#### Material provided:
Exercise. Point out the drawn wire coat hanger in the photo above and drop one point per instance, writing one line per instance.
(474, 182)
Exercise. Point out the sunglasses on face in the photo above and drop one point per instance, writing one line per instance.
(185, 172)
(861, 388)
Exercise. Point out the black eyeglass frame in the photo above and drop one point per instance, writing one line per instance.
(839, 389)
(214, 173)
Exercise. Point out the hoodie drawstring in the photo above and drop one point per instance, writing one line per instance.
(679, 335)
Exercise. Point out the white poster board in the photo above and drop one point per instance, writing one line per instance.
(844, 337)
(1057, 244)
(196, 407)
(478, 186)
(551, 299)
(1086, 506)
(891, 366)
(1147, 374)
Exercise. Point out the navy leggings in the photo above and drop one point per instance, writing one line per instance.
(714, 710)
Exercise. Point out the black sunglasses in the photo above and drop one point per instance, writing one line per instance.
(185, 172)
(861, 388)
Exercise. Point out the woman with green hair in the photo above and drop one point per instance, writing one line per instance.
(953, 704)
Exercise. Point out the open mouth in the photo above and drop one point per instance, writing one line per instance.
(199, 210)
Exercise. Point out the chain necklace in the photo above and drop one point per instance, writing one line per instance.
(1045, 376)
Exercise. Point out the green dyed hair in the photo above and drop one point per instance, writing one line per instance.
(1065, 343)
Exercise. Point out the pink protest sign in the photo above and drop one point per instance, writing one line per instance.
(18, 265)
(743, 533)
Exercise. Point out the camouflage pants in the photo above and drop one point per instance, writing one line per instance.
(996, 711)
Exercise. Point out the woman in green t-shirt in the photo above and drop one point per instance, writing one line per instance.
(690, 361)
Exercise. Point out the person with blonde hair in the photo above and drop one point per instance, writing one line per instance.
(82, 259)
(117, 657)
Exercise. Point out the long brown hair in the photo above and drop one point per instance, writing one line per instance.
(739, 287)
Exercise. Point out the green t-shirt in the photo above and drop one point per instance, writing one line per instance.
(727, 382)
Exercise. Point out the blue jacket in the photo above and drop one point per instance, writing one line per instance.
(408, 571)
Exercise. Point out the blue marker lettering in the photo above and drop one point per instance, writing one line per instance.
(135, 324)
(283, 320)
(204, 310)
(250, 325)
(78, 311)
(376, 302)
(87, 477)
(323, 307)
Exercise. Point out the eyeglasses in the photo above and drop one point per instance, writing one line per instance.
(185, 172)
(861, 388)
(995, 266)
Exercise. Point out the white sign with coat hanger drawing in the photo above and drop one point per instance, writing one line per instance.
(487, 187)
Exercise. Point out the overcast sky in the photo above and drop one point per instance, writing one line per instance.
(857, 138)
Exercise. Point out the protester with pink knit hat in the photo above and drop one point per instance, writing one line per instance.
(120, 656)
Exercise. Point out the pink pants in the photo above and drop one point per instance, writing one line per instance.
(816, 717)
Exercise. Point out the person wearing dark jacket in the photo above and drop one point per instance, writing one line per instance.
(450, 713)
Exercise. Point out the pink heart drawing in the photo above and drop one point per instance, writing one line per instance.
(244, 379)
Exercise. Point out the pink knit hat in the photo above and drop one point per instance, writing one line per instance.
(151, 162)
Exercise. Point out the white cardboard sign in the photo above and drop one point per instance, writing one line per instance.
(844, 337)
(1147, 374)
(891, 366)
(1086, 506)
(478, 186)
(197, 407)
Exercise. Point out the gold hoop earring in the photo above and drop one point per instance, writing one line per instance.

#### Your task:
Print the records above exactly as they appear.

#### Response to the task:
Exercise. Point out the drawn wire coat hanger in the photo above and drop one point per instance, writing one line per instance.
(474, 182)
Exercise. Point out the sunglasses on face in the photo above and drop one point per instance, writing one line per instance.
(185, 172)
(861, 388)
Exercise. Point out the black eyeglass frame in the photo above and drop one point per instance, writing one line per instance.
(839, 389)
(214, 173)
Exercise. Point out the hoodie drawstring in the photo above and drop one point per instance, writing one line per instance.
(679, 335)
Exercise. Point out the white poster board in the photo above and drop one point per instance, writing one line per instance.
(844, 337)
(1057, 244)
(196, 407)
(478, 186)
(551, 299)
(1086, 506)
(891, 366)
(1147, 374)
Exercise. Point out the navy leggings in the photo above and drop one point per instance, writing one line per instance.
(714, 710)
Exercise. Point out the black sunglasses in the photo above and drop one point per instance, writing one line per instance.
(185, 172)
(861, 388)
Exercise. Point out the woman with green hair in the photo above and drop one point per instance, writing one line per instance.
(953, 704)
Exercise. Point out the open mouth in the photo above and drop one point per instance, writing one line per instance.
(199, 210)
Exercise. Point out the chain necklace in the photo above and drop one point per instance, writing one line per instance.
(1045, 376)
Exercise. Point out the green dyed hair in the photo above and drop one point per instance, writing one line per instance.
(1065, 343)
Exercise. Point out the pink protest sign in the photo above and drop one point per instance, writing one line per instance.
(18, 265)
(743, 533)
Exercise. Point out the camouflage pants in the photo above and drop one point per instance, writing one line per instance.
(996, 711)
Exercise. Point out the woman in green t-shirt in the photo above and drop one point per instance, writing one line per instance.
(690, 361)
Exercise. Point out the person with blonde hair in the photo above and drop one point per instance, writing one line per instance.
(82, 259)
(117, 657)
Exercise. Point out the long brown hair in the photo above and drop one point per instance, writing one line per instance.
(739, 287)
Exercise. Point out the green t-shirt in the photo above and drop one point per instance, writing one line per instance.
(727, 382)
Exercise. Point out the blue jacket in the photo above and drop one point per instance, writing one line per instance.
(408, 571)
Exercise. Point out the blue marker lettering in the photo above and drop one point per instance, writing one line per instance.
(135, 324)
(283, 320)
(204, 310)
(250, 325)
(78, 311)
(376, 302)
(87, 477)
(323, 307)
Exercise. Point out the eyeglasses in the photo above and drop one point per instance, writing one line per instance.
(185, 172)
(861, 388)
(995, 266)
Exercise. Point out the white sign with coat hanger drawing in the photo above and drop one point per instance, writing one line per instance.
(487, 187)
Exercise. Point out the overcast sky in the photo above and drop one point per instance, writing one line per instance.
(857, 138)
Exercise. Point out the protester with pink knit hat in the photo above and drop one point per instance, writing one line per instance.
(120, 656)
Exercise. Point out the pink pants in the photo above and drop one point per instance, writing one line per instance.
(816, 717)
Exercise. Point out the person wearing dark jacket in the photo above and drop one point per instance, writing one line per instance.
(450, 713)
Exercise. Point out the pink heart drawing in the photo above and drop one point per instance, writing one line per instance.
(244, 379)
Exercise. Point out the pink knit hat in the photo above and drop one point per instance, writing one line per instance.
(151, 162)
Exercise. Point out the white cardboard sign in the photo above and drop one point per instance, writing one line per instance.
(844, 337)
(1147, 374)
(891, 366)
(1086, 506)
(478, 186)
(197, 407)
Exercise. Point out the gold hoop earring in the photo above and drop one point per instance, writing one line per instance.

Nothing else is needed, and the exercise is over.